Directions for this task => In the listing below, find the line containing "Instruction for annotators: The target label is red". Write out that line and every line after it to the end, exactly and only those.
========================
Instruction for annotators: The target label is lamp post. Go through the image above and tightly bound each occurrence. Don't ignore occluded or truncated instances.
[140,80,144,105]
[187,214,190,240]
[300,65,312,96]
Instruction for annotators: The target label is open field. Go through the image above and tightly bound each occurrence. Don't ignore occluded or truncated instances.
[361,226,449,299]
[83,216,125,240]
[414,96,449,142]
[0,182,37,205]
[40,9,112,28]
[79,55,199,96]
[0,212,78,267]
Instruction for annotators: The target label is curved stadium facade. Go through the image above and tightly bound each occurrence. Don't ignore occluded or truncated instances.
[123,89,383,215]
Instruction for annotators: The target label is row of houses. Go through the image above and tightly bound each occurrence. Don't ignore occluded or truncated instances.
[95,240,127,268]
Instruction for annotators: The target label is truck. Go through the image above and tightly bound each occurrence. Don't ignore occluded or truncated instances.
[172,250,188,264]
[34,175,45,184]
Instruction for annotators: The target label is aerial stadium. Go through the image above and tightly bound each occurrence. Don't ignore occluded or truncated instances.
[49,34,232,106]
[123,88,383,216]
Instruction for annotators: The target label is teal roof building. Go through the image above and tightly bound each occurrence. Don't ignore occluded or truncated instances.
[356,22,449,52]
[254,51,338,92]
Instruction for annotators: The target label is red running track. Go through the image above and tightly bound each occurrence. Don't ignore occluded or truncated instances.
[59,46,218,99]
========================
Solution for this problem =>
Instruction for annotators: The target label is red running track. Go through the image above and tightly bound each occurrence. Don't ignore occluded or truncated instances.
[59,46,218,99]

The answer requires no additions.